**** Given entries ****

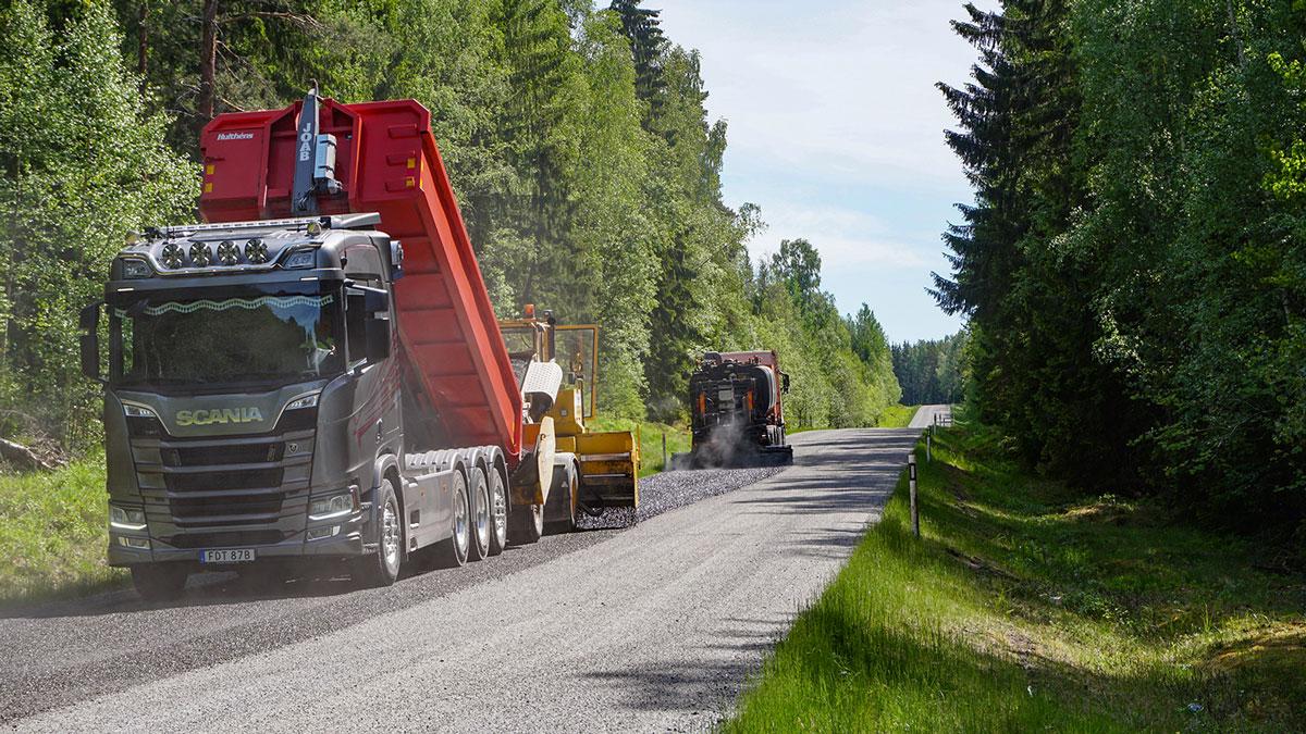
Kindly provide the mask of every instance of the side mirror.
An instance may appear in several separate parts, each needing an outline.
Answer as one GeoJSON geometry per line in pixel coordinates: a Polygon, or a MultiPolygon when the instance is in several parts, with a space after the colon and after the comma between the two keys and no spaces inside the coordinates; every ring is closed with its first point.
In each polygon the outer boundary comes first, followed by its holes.
{"type": "Polygon", "coordinates": [[[103,302],[97,300],[95,303],[91,303],[86,308],[82,308],[81,313],[77,317],[77,321],[78,325],[81,325],[81,330],[84,333],[85,332],[95,333],[95,330],[99,329],[99,307],[103,304],[104,304],[103,302]]]}
{"type": "Polygon", "coordinates": [[[80,349],[82,375],[103,383],[104,377],[99,372],[99,310],[102,302],[95,302],[81,310],[77,323],[82,334],[77,340],[80,349]]]}
{"type": "Polygon", "coordinates": [[[82,334],[78,346],[81,346],[82,375],[103,383],[104,377],[99,374],[99,334],[82,334]]]}
{"type": "Polygon", "coordinates": [[[375,364],[390,355],[390,320],[371,317],[366,324],[364,354],[368,364],[375,364]]]}
{"type": "Polygon", "coordinates": [[[404,277],[404,246],[400,240],[390,240],[390,282],[404,277]]]}

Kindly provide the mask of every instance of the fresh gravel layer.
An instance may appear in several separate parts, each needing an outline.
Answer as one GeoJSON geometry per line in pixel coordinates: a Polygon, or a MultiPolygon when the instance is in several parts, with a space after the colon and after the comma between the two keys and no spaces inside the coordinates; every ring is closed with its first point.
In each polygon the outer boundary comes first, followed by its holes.
{"type": "MultiPolygon", "coordinates": [[[[737,490],[778,470],[708,469],[648,477],[640,481],[636,520],[737,490]]],[[[355,589],[343,579],[304,579],[264,589],[235,575],[204,575],[192,576],[187,594],[175,603],[146,603],[124,589],[0,610],[0,639],[8,640],[7,654],[0,656],[0,725],[492,582],[601,543],[629,525],[629,513],[609,511],[598,520],[584,516],[581,526],[590,532],[550,535],[454,571],[413,569],[385,589],[355,589]]]]}
{"type": "Polygon", "coordinates": [[[631,512],[607,511],[602,517],[581,515],[577,526],[582,530],[615,530],[632,522],[657,517],[678,507],[693,504],[747,487],[784,471],[785,466],[759,466],[752,469],[693,469],[663,471],[640,479],[640,508],[631,512]]]}

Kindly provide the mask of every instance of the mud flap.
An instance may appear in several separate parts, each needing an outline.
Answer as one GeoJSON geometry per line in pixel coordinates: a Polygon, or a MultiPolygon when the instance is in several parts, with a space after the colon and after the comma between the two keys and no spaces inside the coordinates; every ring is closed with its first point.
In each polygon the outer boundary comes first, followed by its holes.
{"type": "Polygon", "coordinates": [[[539,426],[539,431],[535,435],[535,448],[517,466],[517,471],[512,477],[513,507],[543,505],[549,500],[549,490],[554,481],[554,455],[558,453],[558,439],[554,435],[552,418],[546,415],[537,426],[539,426]]]}

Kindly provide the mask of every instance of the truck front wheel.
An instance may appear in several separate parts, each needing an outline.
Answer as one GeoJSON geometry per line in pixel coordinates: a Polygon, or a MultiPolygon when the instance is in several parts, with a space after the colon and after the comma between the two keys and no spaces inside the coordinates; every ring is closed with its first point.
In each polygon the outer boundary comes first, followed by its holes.
{"type": "Polygon", "coordinates": [[[191,569],[180,563],[148,563],[132,567],[132,585],[148,602],[171,601],[182,596],[191,569]]]}
{"type": "Polygon", "coordinates": [[[376,488],[376,552],[354,559],[351,576],[362,586],[389,586],[404,563],[404,516],[387,477],[376,488]]]}

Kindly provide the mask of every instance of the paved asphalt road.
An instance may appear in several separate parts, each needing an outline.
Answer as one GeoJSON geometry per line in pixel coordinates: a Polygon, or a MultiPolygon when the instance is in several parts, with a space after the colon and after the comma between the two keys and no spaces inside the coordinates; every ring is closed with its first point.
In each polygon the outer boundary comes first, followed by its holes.
{"type": "Polygon", "coordinates": [[[929,428],[934,423],[935,415],[952,415],[951,405],[922,405],[912,417],[909,426],[913,428],[929,428]]]}
{"type": "Polygon", "coordinates": [[[879,517],[918,432],[799,434],[795,465],[759,483],[389,589],[230,581],[174,606],[118,592],[10,613],[0,722],[705,729],[879,517]]]}

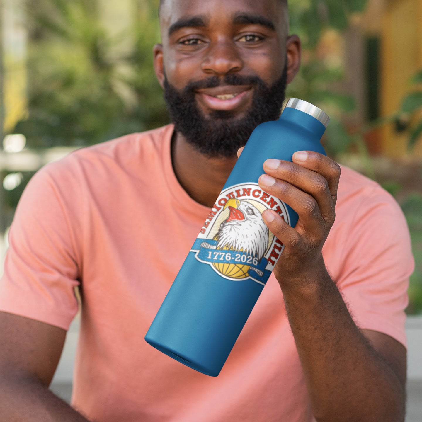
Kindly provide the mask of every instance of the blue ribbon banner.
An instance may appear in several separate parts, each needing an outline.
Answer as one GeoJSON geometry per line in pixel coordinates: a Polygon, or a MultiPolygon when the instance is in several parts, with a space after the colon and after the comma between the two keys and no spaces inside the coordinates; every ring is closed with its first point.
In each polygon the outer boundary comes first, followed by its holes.
{"type": "Polygon", "coordinates": [[[268,260],[260,261],[244,252],[229,249],[217,249],[218,242],[209,239],[197,239],[190,250],[195,252],[197,259],[208,264],[237,264],[250,266],[248,275],[253,280],[265,284],[271,271],[266,270],[268,260]]]}

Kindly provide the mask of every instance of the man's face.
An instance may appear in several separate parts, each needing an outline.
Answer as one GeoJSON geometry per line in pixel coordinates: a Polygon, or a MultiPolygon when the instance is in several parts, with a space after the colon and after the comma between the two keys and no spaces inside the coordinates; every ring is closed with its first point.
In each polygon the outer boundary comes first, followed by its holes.
{"type": "Polygon", "coordinates": [[[200,152],[231,157],[279,116],[294,76],[286,12],[280,0],[165,0],[156,72],[176,130],[200,152]]]}

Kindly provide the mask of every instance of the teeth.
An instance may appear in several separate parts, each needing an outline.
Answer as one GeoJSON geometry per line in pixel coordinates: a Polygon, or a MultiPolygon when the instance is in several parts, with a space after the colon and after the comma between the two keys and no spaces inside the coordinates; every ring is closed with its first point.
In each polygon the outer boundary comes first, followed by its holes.
{"type": "Polygon", "coordinates": [[[238,94],[223,94],[222,95],[215,95],[215,96],[216,98],[218,98],[219,100],[231,100],[238,95],[238,94]]]}

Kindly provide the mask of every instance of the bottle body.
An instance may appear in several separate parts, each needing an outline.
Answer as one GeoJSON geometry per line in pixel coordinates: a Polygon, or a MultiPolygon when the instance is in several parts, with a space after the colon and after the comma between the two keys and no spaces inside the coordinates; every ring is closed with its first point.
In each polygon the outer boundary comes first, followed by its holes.
{"type": "Polygon", "coordinates": [[[286,108],[248,140],[145,336],[156,348],[218,375],[283,251],[262,219],[277,212],[294,227],[297,214],[258,184],[268,158],[291,161],[299,150],[325,154],[325,127],[286,108]]]}

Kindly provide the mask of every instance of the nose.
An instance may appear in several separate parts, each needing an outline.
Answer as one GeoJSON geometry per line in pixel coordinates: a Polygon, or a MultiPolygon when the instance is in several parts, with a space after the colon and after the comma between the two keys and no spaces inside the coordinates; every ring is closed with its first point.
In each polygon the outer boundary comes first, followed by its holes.
{"type": "Polygon", "coordinates": [[[207,49],[201,64],[205,73],[226,75],[238,72],[243,68],[243,62],[233,41],[220,40],[211,43],[207,49]]]}

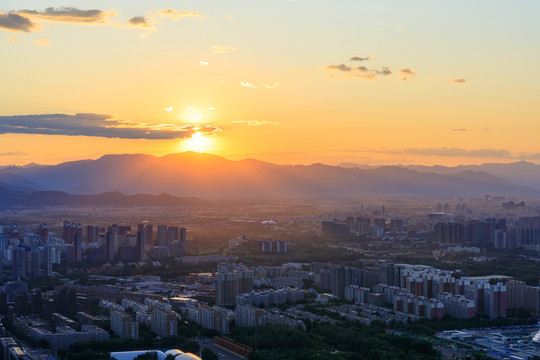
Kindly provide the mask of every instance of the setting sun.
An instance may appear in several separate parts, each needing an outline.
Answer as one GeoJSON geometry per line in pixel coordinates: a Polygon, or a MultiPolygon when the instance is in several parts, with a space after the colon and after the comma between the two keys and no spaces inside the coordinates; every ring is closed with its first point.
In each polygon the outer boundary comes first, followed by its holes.
{"type": "Polygon", "coordinates": [[[210,150],[212,140],[205,136],[202,132],[197,131],[191,138],[184,140],[181,143],[182,149],[186,151],[205,152],[210,150]]]}

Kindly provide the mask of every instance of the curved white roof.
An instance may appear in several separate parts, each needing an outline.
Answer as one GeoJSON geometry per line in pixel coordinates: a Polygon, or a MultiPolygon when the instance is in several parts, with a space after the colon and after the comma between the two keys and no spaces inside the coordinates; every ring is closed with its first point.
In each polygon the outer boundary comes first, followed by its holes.
{"type": "Polygon", "coordinates": [[[184,353],[183,351],[180,351],[178,349],[171,349],[171,350],[165,351],[165,355],[173,355],[173,356],[182,355],[183,353],[184,353]]]}
{"type": "Polygon", "coordinates": [[[165,353],[159,350],[138,350],[138,351],[120,351],[111,353],[111,357],[116,360],[133,360],[139,355],[146,354],[148,352],[156,352],[158,354],[158,360],[165,360],[167,355],[176,356],[175,360],[201,360],[200,357],[191,353],[184,353],[178,349],[167,350],[165,353]]]}
{"type": "Polygon", "coordinates": [[[155,351],[158,354],[158,360],[165,360],[167,357],[167,355],[165,355],[163,352],[157,350],[120,351],[111,353],[111,357],[116,360],[133,360],[139,355],[152,351],[155,351]]]}
{"type": "Polygon", "coordinates": [[[191,353],[183,353],[175,357],[174,360],[201,360],[201,358],[191,353]]]}

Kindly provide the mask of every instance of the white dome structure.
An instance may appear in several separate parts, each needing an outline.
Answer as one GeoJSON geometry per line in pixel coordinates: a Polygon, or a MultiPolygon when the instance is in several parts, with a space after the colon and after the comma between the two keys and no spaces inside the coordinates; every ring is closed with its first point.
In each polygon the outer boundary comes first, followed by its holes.
{"type": "Polygon", "coordinates": [[[158,360],[165,360],[168,355],[174,356],[175,360],[201,360],[200,357],[191,353],[185,353],[178,349],[171,349],[165,352],[159,350],[139,350],[139,351],[121,351],[111,353],[111,357],[115,360],[133,360],[139,355],[148,352],[155,352],[158,355],[158,360]]]}
{"type": "Polygon", "coordinates": [[[157,350],[141,350],[141,351],[120,351],[111,353],[111,357],[116,360],[133,360],[139,355],[144,355],[148,352],[156,352],[158,360],[165,360],[167,355],[157,350]]]}
{"type": "Polygon", "coordinates": [[[175,357],[174,360],[201,360],[201,358],[191,353],[183,353],[175,357]]]}
{"type": "Polygon", "coordinates": [[[172,355],[174,356],[175,359],[178,355],[182,355],[183,353],[184,353],[183,351],[180,351],[178,349],[171,349],[171,350],[165,351],[166,356],[172,355]]]}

****

= What the task requires =
Rewrite the stretch from the line containing "Kindly provide the mask of every instance of the white" through the end of the rows, request lines included. Multiply every pixel coordinate in the outlines by 1.2 and round each result to a whole number, with halves rounded up.

= Correct result =
Kindly provide the mask of every instance of the white dome structure.
An instance may appear in several separate parts, each needing an outline.
Answer as one GeoJSON geometry per line in pixel coordinates: a Polygon, or a MultiPolygon when the instance is in several parts, with a space after the colon and after the comma between the two keys and no spaces inside the coordinates; every ring is closed with its first point.
In each polygon the outer boundary comes first, followed by its holes.
{"type": "Polygon", "coordinates": [[[190,432],[198,432],[202,426],[209,427],[210,432],[241,432],[240,428],[229,424],[222,424],[214,419],[205,419],[198,422],[191,420],[167,420],[167,421],[145,421],[133,424],[133,428],[138,432],[160,432],[167,426],[178,422],[186,422],[190,426],[190,432]]]}
{"type": "Polygon", "coordinates": [[[188,420],[169,420],[169,421],[144,421],[133,424],[133,428],[139,432],[160,432],[167,426],[173,426],[178,422],[187,422],[190,432],[198,432],[200,426],[188,420]]]}
{"type": "Polygon", "coordinates": [[[210,428],[209,432],[241,432],[241,430],[229,424],[220,424],[210,428]]]}
{"type": "Polygon", "coordinates": [[[206,426],[209,427],[210,431],[214,426],[218,426],[220,424],[221,424],[220,421],[216,421],[214,419],[205,419],[205,420],[198,421],[199,427],[206,426]]]}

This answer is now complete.